**GIVEN PASSAGE**.

In 2018, another destructive category 5 hurricane named "Tammy" approaches Gulfport. Federal Reserve Treasury agent Casey Corbyn is ordered by fellow employee Randy Moreno to summon Breeze, who now works in maintenance and whose brother Will is a National Weather Service meteorologist, to fix the generator at a cash storage facility.

While she is out of the facility, rogue Treasury agents led by Connor Perkins infiltrate the facility and hold Moreno hostage. Their plan is to steal $600 million, and Perkins enlists computer hackers Sasha and Frears to crack the code of the vault. Failing to decrypt it, Perkins realizes that Corbyn may have changed it, so he has his men find her. Sasha and Frears have to use a brute-force attack using the town's transmission tower.

As Corbyn and Breeze drive back to the facility, they encounter the mercenaries, and Corbyn engages in a shootout with them. Will helps her escape with his Storm Research Vehicle called the Dominator, but Breeze is left behind and is captured and taken hostage, forced to repair the generator.

**WRITTEN TASK A**.
Answer these questions about the hurricane plot summary, one per line:
(i) How much money do the rogue Treasury agents plan to steal?
(ii) Who is held hostage when the rogue agents infiltrate the facility?
(iii) What is the name of Will's Storm Research Vehicle?
The records that follow have no connection to the text above.

**STORED ROWS**.
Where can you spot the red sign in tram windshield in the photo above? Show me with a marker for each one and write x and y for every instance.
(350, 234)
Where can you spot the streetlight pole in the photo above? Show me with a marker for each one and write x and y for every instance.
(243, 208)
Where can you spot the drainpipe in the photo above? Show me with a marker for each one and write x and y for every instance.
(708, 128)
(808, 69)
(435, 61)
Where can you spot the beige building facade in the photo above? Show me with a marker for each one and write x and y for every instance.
---
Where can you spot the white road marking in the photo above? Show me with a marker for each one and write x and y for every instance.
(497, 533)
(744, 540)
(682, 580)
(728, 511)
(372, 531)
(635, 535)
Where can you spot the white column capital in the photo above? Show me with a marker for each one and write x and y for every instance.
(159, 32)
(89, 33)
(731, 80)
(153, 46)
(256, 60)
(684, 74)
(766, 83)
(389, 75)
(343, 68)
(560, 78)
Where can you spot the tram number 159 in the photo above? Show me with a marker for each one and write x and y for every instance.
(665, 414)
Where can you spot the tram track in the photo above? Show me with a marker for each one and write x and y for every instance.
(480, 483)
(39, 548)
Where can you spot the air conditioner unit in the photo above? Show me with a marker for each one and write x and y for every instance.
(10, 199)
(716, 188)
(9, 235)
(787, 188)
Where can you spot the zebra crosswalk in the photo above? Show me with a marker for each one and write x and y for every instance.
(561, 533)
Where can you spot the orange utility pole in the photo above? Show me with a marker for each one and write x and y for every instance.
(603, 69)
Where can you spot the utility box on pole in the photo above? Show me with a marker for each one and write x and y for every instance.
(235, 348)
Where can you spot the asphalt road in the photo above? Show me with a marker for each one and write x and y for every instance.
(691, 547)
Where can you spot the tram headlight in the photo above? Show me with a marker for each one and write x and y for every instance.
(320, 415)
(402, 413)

**WRITTEN TASK B**. Filter the records to every line containing the word "white", with case counting, and copy each of those lines.

**CORRECT ANSWER A**.
(i) $600 million
(ii) Randy Moreno
(iii) The Dominator

**CORRECT ANSWER B**.
Where can you spot the white road marking in the photo above? Show me with a marker for each one and write x and y for every instance.
Where can you spot the white column capital in the photo above? Show me with a marker for each one and write x and y for every instance.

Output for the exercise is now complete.